* begin *

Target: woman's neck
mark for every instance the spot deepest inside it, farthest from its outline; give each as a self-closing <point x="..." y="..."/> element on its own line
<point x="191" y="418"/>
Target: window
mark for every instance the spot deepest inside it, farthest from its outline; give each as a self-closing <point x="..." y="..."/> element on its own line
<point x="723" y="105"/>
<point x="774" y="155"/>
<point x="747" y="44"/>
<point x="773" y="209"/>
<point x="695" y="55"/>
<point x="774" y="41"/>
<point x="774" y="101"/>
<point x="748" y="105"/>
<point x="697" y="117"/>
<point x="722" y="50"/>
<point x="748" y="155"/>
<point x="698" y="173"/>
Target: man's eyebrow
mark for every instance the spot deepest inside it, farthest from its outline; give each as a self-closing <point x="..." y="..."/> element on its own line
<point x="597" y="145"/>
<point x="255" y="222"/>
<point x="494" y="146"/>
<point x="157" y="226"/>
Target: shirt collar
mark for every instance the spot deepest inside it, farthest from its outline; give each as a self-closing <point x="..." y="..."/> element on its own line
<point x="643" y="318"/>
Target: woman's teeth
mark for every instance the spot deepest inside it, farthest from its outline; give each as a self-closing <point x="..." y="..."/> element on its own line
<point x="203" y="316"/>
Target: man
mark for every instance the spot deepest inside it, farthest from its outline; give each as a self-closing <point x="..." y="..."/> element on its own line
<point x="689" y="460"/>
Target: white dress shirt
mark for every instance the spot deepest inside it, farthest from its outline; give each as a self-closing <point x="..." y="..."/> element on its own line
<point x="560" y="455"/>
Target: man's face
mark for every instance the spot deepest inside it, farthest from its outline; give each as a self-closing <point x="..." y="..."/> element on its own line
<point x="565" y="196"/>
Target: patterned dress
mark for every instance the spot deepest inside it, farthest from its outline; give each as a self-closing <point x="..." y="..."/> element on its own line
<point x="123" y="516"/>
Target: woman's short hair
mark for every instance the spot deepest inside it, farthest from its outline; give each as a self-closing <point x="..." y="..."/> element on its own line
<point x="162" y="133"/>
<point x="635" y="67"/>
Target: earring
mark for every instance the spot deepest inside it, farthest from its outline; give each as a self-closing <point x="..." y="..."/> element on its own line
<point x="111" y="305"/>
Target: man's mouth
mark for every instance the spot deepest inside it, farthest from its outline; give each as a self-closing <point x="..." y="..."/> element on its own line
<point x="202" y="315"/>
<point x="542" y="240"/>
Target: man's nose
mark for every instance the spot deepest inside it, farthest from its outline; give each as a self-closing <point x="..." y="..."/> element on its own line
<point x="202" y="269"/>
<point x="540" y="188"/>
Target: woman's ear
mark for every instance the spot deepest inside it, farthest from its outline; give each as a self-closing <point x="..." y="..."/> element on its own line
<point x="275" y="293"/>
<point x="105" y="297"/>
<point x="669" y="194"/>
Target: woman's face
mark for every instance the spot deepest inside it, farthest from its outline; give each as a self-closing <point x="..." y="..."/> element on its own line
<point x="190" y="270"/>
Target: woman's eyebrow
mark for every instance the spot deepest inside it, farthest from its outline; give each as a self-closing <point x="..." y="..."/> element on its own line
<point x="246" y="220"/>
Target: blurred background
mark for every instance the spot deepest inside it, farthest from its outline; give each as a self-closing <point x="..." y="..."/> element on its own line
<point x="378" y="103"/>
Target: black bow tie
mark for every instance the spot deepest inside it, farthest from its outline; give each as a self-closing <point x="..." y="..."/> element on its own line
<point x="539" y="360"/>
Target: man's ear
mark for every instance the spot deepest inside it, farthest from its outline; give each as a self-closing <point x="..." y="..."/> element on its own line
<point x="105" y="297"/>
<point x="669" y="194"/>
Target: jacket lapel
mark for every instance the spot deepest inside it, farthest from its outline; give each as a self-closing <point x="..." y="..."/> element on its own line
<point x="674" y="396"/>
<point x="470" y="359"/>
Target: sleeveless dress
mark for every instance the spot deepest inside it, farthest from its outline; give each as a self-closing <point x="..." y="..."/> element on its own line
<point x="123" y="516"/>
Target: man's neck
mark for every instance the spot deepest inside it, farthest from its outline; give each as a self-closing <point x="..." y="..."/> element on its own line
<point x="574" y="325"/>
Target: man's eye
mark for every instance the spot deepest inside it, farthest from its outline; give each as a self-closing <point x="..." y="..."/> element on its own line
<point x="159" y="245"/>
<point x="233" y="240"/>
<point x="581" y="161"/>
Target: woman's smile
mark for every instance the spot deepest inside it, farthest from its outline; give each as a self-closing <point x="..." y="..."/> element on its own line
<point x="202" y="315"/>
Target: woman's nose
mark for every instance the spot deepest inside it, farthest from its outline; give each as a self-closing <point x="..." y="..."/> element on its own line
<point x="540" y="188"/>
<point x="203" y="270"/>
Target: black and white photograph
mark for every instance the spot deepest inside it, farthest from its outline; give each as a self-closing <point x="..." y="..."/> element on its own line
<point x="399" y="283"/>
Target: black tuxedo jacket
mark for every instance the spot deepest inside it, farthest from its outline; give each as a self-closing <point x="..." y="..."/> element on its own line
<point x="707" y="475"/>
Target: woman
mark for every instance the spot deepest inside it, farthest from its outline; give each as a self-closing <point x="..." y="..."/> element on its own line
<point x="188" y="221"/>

* end *

Your task is to repeat the data exactly, with nothing left out.

- Exercise response
Target: woman's neck
mark for every instance the spot deepest inside it, farthest from its outline; give each as a self-closing <point x="..." y="..."/> element on its own line
<point x="191" y="418"/>
Target: window
mark for every instance the spot deepest inside it, farthest from its outline; give each as a self-closing <point x="..." y="..."/> element on its own line
<point x="723" y="105"/>
<point x="774" y="155"/>
<point x="747" y="44"/>
<point x="773" y="209"/>
<point x="695" y="55"/>
<point x="774" y="41"/>
<point x="774" y="101"/>
<point x="748" y="105"/>
<point x="697" y="117"/>
<point x="722" y="50"/>
<point x="748" y="155"/>
<point x="698" y="173"/>
Target: man's eyebrow
mark for every instance the spot deepest inside it, farthest from its outline; give each as a self-closing <point x="..." y="..."/> element on its own line
<point x="597" y="145"/>
<point x="255" y="222"/>
<point x="494" y="146"/>
<point x="157" y="226"/>
Target: shirt collar
mark for every instance the spot deepest inside it, farthest from its outline; give each as a self-closing <point x="..." y="..."/> element on its own line
<point x="643" y="318"/>
Target: woman's teeth
mark for every instance the spot deepest inside it, farthest from its outline; give each as a self-closing <point x="..." y="..."/> element on its own line
<point x="203" y="316"/>
Target: man
mark for every instance the spot deepest inside it, farthest from its outline; give each as a self-closing <point x="..." y="..."/> element on its own line
<point x="689" y="460"/>
Target: white dress shirt
mark for every instance the spot deepest inside it, farthest from its outline; give each as a self-closing <point x="..." y="..."/> element on its own line
<point x="560" y="455"/>
Target: man's face
mark for every instance the spot deepest inside it, farthest from its outline; give each as a self-closing <point x="..." y="..."/> element on its own line
<point x="565" y="196"/>
Target: patterned dress
mark for every instance the spot deepest inside it, farthest from its outline; give each as a self-closing <point x="..." y="..."/> element on its own line
<point x="123" y="516"/>
Target: woman's short hair
mark for every instance the spot deepest inside it, farthest from its outline; give each as a self-closing <point x="..." y="..."/> element on its own line
<point x="162" y="133"/>
<point x="635" y="67"/>
Target: earring
mark for every instance the spot deepest inside it, farthest from its outline; give each as a self-closing <point x="..." y="..."/> element on its own line
<point x="111" y="305"/>
Target: man's mouth
mark for every instance the spot deepest inside it, farthest from its outline; give each as a self-closing <point x="..." y="..."/> element on its own line
<point x="202" y="315"/>
<point x="542" y="240"/>
Target: man's nose
mark for every instance the spot deepest inside it, farthest from its outline; give each as a self-closing <point x="..." y="..."/> element on its own line
<point x="202" y="269"/>
<point x="540" y="188"/>
Target: woman's ear
mark for every instance the spot deepest inside it, farthest from its outline; give each as a self-closing <point x="..." y="..."/> element on its own line
<point x="275" y="293"/>
<point x="105" y="297"/>
<point x="669" y="194"/>
Target: woman's face
mark for every instance the spot deepest inside it, farthest from its outline; give each as a self-closing <point x="..." y="..."/> element on its own line
<point x="190" y="270"/>
Target: woman's eyebrow
mark for every instance the spot deepest inside it, farthest from its outline; give each as a self-closing <point x="..." y="..."/> element on its own line
<point x="246" y="220"/>
Target: blurred background
mark for every instance the spot deepest inside it, farthest from its outline; give each as a self-closing <point x="..." y="..."/> element on its own line
<point x="378" y="103"/>
Target: black bow tie
mark for every instance the spot deepest inside it, farthest from its outline; give each as a self-closing <point x="..." y="..."/> element on its own line
<point x="539" y="360"/>
Target: man's ear
mark for every instance the spot deepest inside it, farthest from its outline; give each as a self-closing <point x="..." y="..."/> element on its own line
<point x="105" y="297"/>
<point x="669" y="194"/>
Target: jacket lapel
mark for every instance the spot deepest inside it, farthest from its outline; give each as a self-closing <point x="..." y="..."/> element on its own line
<point x="674" y="396"/>
<point x="470" y="359"/>
Target: sleeveless dress
mark for every instance the spot deepest inside it, farthest from its outline; give each as a self-closing <point x="..." y="..."/> element on its own line
<point x="123" y="516"/>
Target: man's neck
mark for every instance the spot deepest inside it, farthest from its outline; give each as a self-closing <point x="..." y="..."/> element on its own line
<point x="574" y="325"/>
Target: man's eye
mark for every instance the spot deepest inside it, farthest from its outline; give each as a self-closing <point x="..." y="..."/> element on its own line
<point x="159" y="245"/>
<point x="233" y="240"/>
<point x="581" y="161"/>
Target: woman's smile
mark for every instance the spot deepest inside it, farthest from its outline; give each as a self-closing <point x="..." y="..."/> element on its own line
<point x="202" y="315"/>
Target: woman's nose
mark for every instance the spot deepest inside it, farthest from its outline; give each as a self-closing <point x="..." y="..."/> element on its own line
<point x="540" y="188"/>
<point x="203" y="270"/>
Target: black and white photograph
mark for every instance the spot deepest inside it, farthest from its outline; give each as a self-closing <point x="..." y="..."/> element on its own line
<point x="399" y="283"/>
Target: black tuxedo jacket
mark for every instance the spot deepest inside it, farthest from its outline; give each as a self-closing <point x="..." y="..."/> element on its own line
<point x="707" y="475"/>
Target: woman
mark for every instance the spot deepest inside it, farthest from its outline; give each as a self-closing <point x="..." y="..."/> element on its own line
<point x="188" y="221"/>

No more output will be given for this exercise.